● **Requirement**: Could you write out every entry exactly as it stands?

● **Excerpted records**:
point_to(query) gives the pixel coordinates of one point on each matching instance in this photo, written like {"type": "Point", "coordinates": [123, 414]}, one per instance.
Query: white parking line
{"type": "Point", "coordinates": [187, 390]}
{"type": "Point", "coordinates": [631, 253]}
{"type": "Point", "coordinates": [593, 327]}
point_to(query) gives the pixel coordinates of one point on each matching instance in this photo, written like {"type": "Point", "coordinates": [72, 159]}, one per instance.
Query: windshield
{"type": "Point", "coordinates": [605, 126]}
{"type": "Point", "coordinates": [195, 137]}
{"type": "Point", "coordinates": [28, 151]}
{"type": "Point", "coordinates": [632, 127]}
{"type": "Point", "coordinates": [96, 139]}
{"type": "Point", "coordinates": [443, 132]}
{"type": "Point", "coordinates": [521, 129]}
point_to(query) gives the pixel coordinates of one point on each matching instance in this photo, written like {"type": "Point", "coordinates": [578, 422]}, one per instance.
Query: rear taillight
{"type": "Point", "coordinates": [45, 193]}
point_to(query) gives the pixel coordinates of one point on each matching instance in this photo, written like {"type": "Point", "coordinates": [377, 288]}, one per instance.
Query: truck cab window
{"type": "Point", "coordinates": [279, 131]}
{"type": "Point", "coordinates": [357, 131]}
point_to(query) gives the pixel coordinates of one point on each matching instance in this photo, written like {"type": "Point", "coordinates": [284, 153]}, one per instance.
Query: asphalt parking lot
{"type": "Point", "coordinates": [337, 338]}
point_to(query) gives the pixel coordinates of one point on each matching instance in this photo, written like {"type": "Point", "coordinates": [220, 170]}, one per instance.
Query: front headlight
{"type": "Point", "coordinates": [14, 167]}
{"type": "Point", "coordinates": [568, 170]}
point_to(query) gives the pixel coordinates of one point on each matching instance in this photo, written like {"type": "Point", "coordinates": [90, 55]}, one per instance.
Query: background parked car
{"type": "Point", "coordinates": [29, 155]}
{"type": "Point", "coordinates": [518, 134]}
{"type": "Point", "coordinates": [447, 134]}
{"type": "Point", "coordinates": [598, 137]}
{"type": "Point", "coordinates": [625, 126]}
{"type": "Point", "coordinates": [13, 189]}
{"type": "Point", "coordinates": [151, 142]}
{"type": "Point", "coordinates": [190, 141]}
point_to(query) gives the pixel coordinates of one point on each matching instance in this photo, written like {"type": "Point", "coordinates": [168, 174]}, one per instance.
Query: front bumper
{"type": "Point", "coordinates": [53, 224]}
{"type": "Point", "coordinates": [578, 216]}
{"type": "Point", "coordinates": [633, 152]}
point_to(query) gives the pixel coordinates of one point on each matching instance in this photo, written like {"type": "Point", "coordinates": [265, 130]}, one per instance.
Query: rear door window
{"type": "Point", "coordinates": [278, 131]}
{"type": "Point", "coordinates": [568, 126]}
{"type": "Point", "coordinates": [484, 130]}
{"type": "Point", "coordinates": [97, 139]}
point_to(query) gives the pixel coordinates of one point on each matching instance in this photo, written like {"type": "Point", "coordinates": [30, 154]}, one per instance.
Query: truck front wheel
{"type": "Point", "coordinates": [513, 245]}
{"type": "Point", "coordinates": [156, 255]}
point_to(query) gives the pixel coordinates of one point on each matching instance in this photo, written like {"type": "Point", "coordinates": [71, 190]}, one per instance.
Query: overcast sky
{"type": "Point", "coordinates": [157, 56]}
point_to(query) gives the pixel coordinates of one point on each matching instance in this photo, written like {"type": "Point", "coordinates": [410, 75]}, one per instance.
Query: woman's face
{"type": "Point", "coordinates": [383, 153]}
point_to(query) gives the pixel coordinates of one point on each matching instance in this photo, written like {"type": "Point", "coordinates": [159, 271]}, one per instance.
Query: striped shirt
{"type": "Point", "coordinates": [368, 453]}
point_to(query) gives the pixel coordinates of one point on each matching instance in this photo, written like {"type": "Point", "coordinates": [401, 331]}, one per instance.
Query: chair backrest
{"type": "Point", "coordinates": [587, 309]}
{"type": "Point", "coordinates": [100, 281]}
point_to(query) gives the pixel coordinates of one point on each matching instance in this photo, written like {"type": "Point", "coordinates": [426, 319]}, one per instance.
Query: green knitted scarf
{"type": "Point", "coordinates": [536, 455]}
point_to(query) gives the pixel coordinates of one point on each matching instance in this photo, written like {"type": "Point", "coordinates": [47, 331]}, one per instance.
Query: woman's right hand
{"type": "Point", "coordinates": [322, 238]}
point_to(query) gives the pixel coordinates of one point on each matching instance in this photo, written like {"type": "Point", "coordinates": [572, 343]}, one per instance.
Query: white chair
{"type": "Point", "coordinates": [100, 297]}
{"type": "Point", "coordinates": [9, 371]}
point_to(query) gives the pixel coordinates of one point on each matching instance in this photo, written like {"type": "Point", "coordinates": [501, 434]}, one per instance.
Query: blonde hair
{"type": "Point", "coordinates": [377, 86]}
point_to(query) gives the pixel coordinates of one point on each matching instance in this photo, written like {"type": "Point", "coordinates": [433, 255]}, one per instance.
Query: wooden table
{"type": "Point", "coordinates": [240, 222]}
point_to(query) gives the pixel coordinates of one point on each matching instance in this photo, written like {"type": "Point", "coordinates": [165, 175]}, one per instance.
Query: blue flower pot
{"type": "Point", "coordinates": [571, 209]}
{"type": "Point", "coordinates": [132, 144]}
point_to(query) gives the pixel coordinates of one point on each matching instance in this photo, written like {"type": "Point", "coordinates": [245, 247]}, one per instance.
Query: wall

● **The reply**:
point_to(query) gives the pixel coordinates of one point on each matching instance in this photo, written like {"type": "Point", "coordinates": [123, 414]}, one per instance.
Query: white parking line
{"type": "Point", "coordinates": [187, 390]}
{"type": "Point", "coordinates": [631, 253]}
{"type": "Point", "coordinates": [593, 327]}
point_to(query) gives the pixel coordinates of one point on each matching instance in this photo, written like {"type": "Point", "coordinates": [72, 159]}, one per instance.
Query: windshield
{"type": "Point", "coordinates": [605, 126]}
{"type": "Point", "coordinates": [195, 137]}
{"type": "Point", "coordinates": [28, 151]}
{"type": "Point", "coordinates": [632, 127]}
{"type": "Point", "coordinates": [96, 139]}
{"type": "Point", "coordinates": [443, 132]}
{"type": "Point", "coordinates": [521, 129]}
point_to(query) gives the pixel coordinates of one point on each matching instance in this photo, written like {"type": "Point", "coordinates": [578, 422]}, one per instance.
Query: rear taillight
{"type": "Point", "coordinates": [45, 193]}
point_to(query) gives the pixel coordinates of one point on each matching instance in this photo, written like {"type": "Point", "coordinates": [377, 288]}, one per instance.
Query: truck cab window
{"type": "Point", "coordinates": [279, 131]}
{"type": "Point", "coordinates": [357, 131]}
point_to(query) gives the pixel coordinates of one point on each matching instance in this photo, written like {"type": "Point", "coordinates": [284, 153]}, one per instance.
Query: asphalt parking lot
{"type": "Point", "coordinates": [337, 338]}
point_to(query) gives the pixel coordinates of one point on each matching instance in this photo, written like {"type": "Point", "coordinates": [220, 170]}, one per instance.
Query: front headlight
{"type": "Point", "coordinates": [14, 167]}
{"type": "Point", "coordinates": [568, 170]}
point_to(query) gives the pixel coordinates of one point on each matching instance in this photo, written like {"type": "Point", "coordinates": [90, 55]}, one per instance.
Query: background parked car
{"type": "Point", "coordinates": [29, 155]}
{"type": "Point", "coordinates": [518, 134]}
{"type": "Point", "coordinates": [447, 134]}
{"type": "Point", "coordinates": [598, 137]}
{"type": "Point", "coordinates": [625, 126]}
{"type": "Point", "coordinates": [13, 189]}
{"type": "Point", "coordinates": [151, 142]}
{"type": "Point", "coordinates": [190, 141]}
point_to(query) gives the pixel coordinates of one point on each matching instance in this photo, written like {"type": "Point", "coordinates": [168, 174]}, one per instance.
Query: front bumper
{"type": "Point", "coordinates": [53, 224]}
{"type": "Point", "coordinates": [578, 216]}
{"type": "Point", "coordinates": [633, 152]}
point_to(query) gives the pixel coordinates of one point on each matching instance in this photo, written like {"type": "Point", "coordinates": [265, 130]}, one per instance.
Query: rear door window
{"type": "Point", "coordinates": [278, 131]}
{"type": "Point", "coordinates": [568, 126]}
{"type": "Point", "coordinates": [484, 130]}
{"type": "Point", "coordinates": [97, 139]}
point_to(query) gives the pixel coordinates of one point on each matching instance in this photo, written like {"type": "Point", "coordinates": [30, 154]}, one per instance.
Query: truck front wheel
{"type": "Point", "coordinates": [513, 245]}
{"type": "Point", "coordinates": [156, 255]}
point_to(query) gives the pixel coordinates of one point on each matching instance in this photo, written like {"type": "Point", "coordinates": [71, 190]}, one per instance.
Query: overcast sky
{"type": "Point", "coordinates": [157, 56]}
point_to(query) gives the pixel coordinates of one point on each matching instance in this photo, written like {"type": "Point", "coordinates": [410, 75]}, one per instance.
Query: woman's face
{"type": "Point", "coordinates": [383, 153]}
point_to(query) gives the pixel coordinates of one point on each matching instance in this photo, written like {"type": "Point", "coordinates": [159, 271]}, one per instance.
Query: striped shirt
{"type": "Point", "coordinates": [368, 453]}
point_to(query) gives the pixel coordinates of one point on each matching instance in this photo, written like {"type": "Point", "coordinates": [401, 331]}, one per instance.
Query: chair backrest
{"type": "Point", "coordinates": [587, 309]}
{"type": "Point", "coordinates": [100, 281]}
point_to(query) gives the pixel coordinates of one point on each matching instance in this photo, written like {"type": "Point", "coordinates": [426, 319]}, one per instance.
Query: green knitted scarf
{"type": "Point", "coordinates": [536, 455]}
point_to(query) gives the pixel coordinates of one point on each matching instance in this photo, written like {"type": "Point", "coordinates": [47, 331]}, one per instance.
Query: woman's right hand
{"type": "Point", "coordinates": [322, 238]}
point_to(query) gives the pixel coordinates of one point on each matching instance in this photo, written like {"type": "Point", "coordinates": [572, 343]}, one per instance.
Query: white chair
{"type": "Point", "coordinates": [100, 297]}
{"type": "Point", "coordinates": [9, 371]}
point_to(query) gives the pixel coordinates of one point on each matching instance in this photo, written like {"type": "Point", "coordinates": [501, 434]}, one per instance.
Query: blonde hair
{"type": "Point", "coordinates": [377, 86]}
point_to(query) gives the pixel coordinates of one point on each matching instance in this photo, written like {"type": "Point", "coordinates": [433, 255]}, one per instance.
Query: wooden table
{"type": "Point", "coordinates": [240, 222]}
point_to(query) gives the pixel coordinates of one point on each matching instance in this photo, written like {"type": "Point", "coordinates": [165, 175]}, one per instance.
Query: blue flower pot
{"type": "Point", "coordinates": [571, 209]}
{"type": "Point", "coordinates": [132, 144]}
point_to(query) gives the pixel coordinates of one point on each matching instance in this photo, written like {"type": "Point", "coordinates": [245, 247]}, one per instance.
Query: wall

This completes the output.